**Work order 1:** Could you copy, word for word, the passage of the article on energy use and global warming that opens with the words containing "- New Scientist" and closes with "century from now."?
**Work order 2:** Can you resume the article on energy use and global warming, picking up right after its last sentence?

------ Exercise text

- New Scientist
- 26 November 2008 by Mark Buchanan
- Magazine issue 2684. Subscribe and get 4 free issues.
- For similar stories, visit the Energy and Fuels and Climate Change Topic Guides
EVEN if we turn to clean energy to reduce carbon emissions, the planet might carry on warming anyway due to the heat released into the environment by our ever-increasing consumption of energy.
That's the contentious possibility raised by Nick Cowern and Chihak Ahn of the School of Electrical, Electronic and Computer Engineering at Newcastle University, UK. They argue that human energy consumption could begin to contribute significantly to global warming a century from now.
Cowern and Ahn considered an emissions scenario proposed by James Hansen of the Goddard Institute for Space Studies in New York, and others. Under this scenario, which envisages greenhouse gases being cut significantly through phasing out coal over the next 40 years, Cowern and Ahn calculate that the greenhouse effect will start to diminish by 2050, stabilising the climate.
But things may not go according to plan. The energy we generate and consume ultimately ends up being dissipated into the environment as heat. This input is relatively small today but might become significant in the next century, Cowern and Ahn suggest.
Their calculations show that if global energy use increases at about 1 per cent per year - slower than in the recent past - then by 2100, the heat dissipated could become significant enough to cancel out the benefits of cuts in emissions (www.arxiv.org/abs/0811.0476).

------------
------ Excerpted records

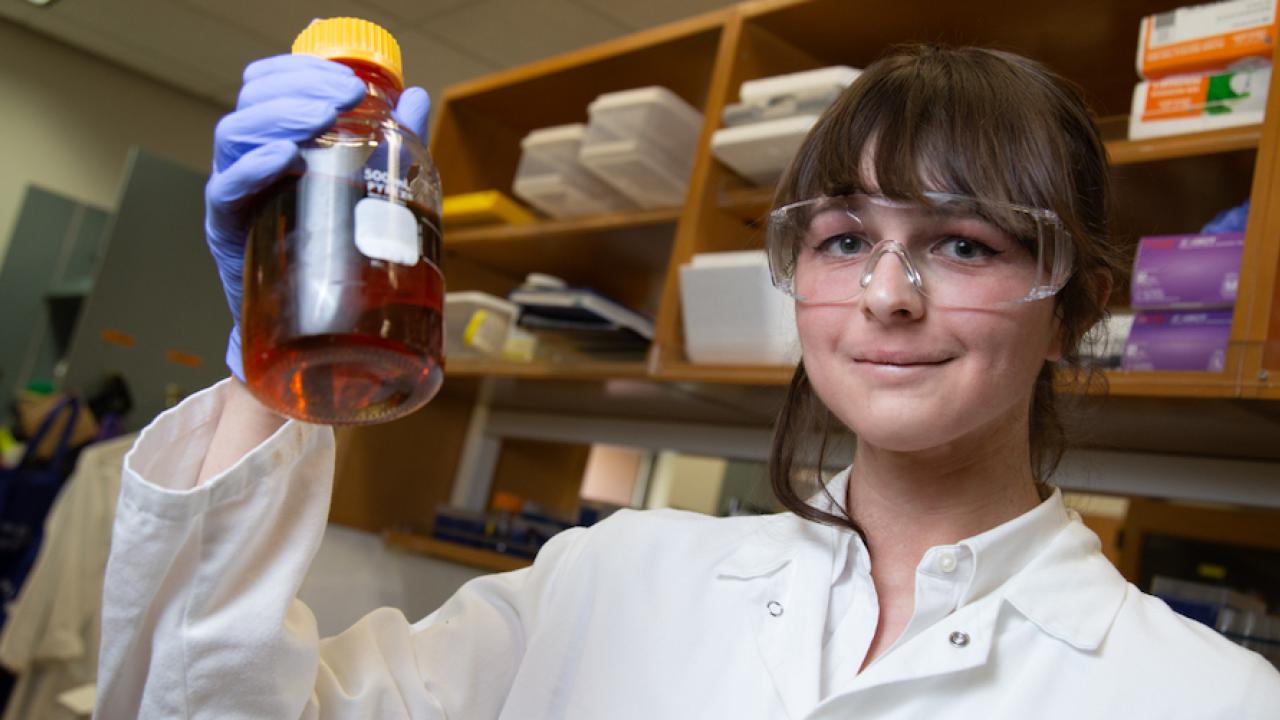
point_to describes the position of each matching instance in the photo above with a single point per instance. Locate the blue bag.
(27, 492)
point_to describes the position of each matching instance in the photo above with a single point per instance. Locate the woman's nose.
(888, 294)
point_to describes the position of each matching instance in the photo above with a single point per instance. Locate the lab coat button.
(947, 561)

------------

**Exercise response 1:**
- New Scientist
- 26 November 2008 by Mark Buchanan
- Magazine issue 2684. Subscribe and get 4 free issues.
- For similar stories, visit the Energy and Fuels and Climate Change Topic Guides
EVEN if we turn to clean energy to reduce carbon emissions, the planet might carry on warming anyway due to the heat released into the environment by our ever-increasing consumption of energy.
That's the contentious possibility raised by Nick Cowern and Chihak Ahn of the School of Electrical, Electronic and Computer Engineering at Newcastle University, UK. They argue that human energy consumption could begin to contribute significantly to global warming a century from now.

**Exercise response 2:**
Being aware of this potential problem should inform what types of clean energy we adopt, say the pair. Nuclear power has the most harmful effect in that it releases energy that is otherwise locked up. Solar power is better as it exploits energy that the Earth is absorbing anyway, though Cowern and Ahn point out that solar cells tend to absorb more energy from the sun's rays than Earth's surface does, some of which ends up warming the local environment. One way round this could be to develop solar cells which absorb only the most energetic frequencies in the sun's rays. This could be done using "wide band gap" photovoltaic cells, containing layers that reflect low-frequency rays back. In the meantime, the cleanest energy options are wind and tidal power, say the researchers, as these tap into energy flows already present on Earth without significantly affecting them.
Cowern and Ahn's argument is logical, says Jonathan Gregory, a climate expert at the University of Reading, UK. "Human energy dissipation is currently small compared with other factors, but you can imagine it becoming much bigger." However, he adds that energy production would need to grow significantly for the effect to kick in. "It's fair to ask if we could ever produce so much power," he says.